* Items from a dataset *
----------

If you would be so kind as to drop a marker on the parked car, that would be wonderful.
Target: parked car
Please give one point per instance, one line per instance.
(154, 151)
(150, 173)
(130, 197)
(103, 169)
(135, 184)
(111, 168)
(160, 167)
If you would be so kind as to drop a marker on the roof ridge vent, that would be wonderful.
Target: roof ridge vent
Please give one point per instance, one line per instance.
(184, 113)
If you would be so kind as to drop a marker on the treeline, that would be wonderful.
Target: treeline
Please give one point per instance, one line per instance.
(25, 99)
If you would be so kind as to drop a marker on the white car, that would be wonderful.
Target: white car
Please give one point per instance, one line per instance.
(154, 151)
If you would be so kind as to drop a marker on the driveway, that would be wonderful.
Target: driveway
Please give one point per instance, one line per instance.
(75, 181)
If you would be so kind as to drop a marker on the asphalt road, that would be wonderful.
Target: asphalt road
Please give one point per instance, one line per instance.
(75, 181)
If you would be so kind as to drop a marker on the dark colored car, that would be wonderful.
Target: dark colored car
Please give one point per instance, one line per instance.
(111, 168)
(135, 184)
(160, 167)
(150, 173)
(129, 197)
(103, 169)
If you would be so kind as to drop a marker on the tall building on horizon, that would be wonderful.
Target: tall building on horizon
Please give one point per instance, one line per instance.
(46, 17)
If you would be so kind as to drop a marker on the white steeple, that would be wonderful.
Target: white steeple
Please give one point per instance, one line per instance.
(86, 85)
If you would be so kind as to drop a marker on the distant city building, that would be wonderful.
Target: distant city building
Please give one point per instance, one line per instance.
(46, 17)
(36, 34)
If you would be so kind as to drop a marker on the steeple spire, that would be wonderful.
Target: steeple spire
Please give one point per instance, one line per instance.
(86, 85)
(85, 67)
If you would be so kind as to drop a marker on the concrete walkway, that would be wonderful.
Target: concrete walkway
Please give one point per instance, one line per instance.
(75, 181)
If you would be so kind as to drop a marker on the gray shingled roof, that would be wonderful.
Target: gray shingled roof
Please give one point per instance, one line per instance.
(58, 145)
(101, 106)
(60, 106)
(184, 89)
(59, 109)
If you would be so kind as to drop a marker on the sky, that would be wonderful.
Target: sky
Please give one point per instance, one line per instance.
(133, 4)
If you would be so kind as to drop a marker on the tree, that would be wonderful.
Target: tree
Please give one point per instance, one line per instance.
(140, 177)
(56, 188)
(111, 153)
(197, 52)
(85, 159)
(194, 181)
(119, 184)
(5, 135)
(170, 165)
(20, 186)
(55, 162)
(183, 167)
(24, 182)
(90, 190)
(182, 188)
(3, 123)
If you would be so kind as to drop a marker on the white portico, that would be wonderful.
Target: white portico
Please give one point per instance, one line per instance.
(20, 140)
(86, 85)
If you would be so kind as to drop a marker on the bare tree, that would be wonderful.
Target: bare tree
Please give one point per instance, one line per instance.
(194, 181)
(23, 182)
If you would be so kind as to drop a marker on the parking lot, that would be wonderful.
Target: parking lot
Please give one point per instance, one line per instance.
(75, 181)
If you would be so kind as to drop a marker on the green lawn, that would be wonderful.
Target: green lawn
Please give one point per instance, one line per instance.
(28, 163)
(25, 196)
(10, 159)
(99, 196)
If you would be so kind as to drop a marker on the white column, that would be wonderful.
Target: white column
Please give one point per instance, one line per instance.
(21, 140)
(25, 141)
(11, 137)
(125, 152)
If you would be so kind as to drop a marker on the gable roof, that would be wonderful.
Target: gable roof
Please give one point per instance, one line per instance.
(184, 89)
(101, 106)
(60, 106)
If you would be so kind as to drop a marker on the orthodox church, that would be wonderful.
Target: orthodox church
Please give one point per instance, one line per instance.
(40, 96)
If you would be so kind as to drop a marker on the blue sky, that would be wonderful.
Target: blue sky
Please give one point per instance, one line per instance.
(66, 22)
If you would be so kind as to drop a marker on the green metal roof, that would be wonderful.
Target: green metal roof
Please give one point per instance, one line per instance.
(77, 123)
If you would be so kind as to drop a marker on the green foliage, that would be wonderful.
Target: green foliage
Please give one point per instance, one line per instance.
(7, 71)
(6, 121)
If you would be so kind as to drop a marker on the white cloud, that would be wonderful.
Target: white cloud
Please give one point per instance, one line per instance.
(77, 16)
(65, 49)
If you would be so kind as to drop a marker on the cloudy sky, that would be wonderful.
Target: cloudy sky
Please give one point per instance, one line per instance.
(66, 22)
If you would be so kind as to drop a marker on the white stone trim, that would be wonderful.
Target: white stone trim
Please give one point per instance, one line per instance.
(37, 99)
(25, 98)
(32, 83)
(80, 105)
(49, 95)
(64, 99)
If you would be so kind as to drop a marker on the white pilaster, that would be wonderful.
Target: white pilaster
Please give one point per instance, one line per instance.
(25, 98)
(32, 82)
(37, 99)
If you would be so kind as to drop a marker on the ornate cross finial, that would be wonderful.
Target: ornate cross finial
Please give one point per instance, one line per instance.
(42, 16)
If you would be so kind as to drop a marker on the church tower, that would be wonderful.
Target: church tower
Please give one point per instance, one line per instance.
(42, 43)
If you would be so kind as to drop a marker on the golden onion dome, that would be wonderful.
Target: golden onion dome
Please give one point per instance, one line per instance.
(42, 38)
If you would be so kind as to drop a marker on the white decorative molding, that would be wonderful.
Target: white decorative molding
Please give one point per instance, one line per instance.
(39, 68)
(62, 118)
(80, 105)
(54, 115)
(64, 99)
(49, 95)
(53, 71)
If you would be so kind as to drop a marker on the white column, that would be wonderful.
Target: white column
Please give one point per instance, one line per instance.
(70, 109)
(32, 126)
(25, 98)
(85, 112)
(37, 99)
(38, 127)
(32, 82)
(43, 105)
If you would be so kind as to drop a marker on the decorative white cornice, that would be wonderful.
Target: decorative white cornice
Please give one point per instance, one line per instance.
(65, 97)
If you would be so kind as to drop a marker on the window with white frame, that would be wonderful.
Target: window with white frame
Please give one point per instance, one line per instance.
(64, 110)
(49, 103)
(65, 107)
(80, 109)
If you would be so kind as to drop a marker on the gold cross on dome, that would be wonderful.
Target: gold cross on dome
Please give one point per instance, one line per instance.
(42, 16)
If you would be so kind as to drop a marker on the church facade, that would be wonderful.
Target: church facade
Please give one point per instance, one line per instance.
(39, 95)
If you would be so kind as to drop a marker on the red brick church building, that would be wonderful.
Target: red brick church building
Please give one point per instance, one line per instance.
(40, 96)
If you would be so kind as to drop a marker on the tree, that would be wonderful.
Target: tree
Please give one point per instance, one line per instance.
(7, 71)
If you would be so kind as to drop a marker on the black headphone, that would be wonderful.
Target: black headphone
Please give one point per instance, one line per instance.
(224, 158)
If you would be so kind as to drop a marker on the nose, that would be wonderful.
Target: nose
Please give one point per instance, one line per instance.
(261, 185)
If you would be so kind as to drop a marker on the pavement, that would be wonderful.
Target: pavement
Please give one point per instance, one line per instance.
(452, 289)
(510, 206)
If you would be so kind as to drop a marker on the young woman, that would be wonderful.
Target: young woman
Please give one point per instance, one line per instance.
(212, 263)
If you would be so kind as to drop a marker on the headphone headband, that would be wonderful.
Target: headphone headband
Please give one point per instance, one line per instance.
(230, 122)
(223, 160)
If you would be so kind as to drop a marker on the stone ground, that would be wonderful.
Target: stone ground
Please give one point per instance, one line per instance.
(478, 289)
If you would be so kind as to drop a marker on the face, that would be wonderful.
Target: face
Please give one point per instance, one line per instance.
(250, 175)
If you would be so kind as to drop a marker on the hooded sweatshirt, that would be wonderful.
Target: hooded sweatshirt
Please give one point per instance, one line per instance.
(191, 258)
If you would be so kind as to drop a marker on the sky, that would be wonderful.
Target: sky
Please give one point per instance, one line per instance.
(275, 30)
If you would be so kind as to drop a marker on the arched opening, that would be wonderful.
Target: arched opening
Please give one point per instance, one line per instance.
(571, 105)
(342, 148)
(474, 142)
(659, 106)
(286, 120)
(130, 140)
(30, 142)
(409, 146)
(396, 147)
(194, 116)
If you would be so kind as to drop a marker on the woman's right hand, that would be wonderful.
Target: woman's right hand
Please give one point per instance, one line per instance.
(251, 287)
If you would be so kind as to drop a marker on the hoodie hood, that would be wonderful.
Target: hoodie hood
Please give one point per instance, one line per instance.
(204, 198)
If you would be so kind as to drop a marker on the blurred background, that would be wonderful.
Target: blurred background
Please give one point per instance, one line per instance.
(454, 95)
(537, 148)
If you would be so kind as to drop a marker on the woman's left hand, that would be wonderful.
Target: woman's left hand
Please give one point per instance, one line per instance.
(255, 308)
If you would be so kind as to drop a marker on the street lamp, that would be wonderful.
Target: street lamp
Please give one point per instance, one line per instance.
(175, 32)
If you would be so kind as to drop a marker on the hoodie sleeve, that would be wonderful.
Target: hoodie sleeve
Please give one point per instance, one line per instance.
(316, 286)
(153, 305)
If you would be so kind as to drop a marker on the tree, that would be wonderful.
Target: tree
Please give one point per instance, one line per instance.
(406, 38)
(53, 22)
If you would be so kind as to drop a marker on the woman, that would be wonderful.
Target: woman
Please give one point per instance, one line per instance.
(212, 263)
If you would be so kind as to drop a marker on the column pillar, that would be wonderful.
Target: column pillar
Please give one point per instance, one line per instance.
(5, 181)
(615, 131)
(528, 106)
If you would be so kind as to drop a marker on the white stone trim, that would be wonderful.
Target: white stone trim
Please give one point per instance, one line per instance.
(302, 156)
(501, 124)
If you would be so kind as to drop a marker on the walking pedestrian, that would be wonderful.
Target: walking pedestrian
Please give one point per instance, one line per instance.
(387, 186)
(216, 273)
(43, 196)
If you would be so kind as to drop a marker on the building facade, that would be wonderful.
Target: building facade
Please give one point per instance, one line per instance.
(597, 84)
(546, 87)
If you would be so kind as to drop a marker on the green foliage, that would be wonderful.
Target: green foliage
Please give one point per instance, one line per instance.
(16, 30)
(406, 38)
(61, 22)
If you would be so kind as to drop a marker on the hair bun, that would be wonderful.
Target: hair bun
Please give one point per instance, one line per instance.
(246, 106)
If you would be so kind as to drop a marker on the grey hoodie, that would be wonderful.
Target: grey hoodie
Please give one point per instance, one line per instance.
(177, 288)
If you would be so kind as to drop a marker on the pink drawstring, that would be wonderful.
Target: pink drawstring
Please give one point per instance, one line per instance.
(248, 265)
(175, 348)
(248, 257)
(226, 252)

----------

* WRITTEN REQUEST *
Please copy out only the stretch from the line containing "drawstring, that would be wonderful." through the end of the records, substituting "purple" for "pink" and changing nothing else.

* COMPLETE RESPONSE *
If you would be so kind as to drop a marker on the purple drawstring, that would be wonderful.
Target: purple drawstring
Please give one point per instance, one line per instance.
(248, 265)
(175, 348)
(248, 257)
(226, 252)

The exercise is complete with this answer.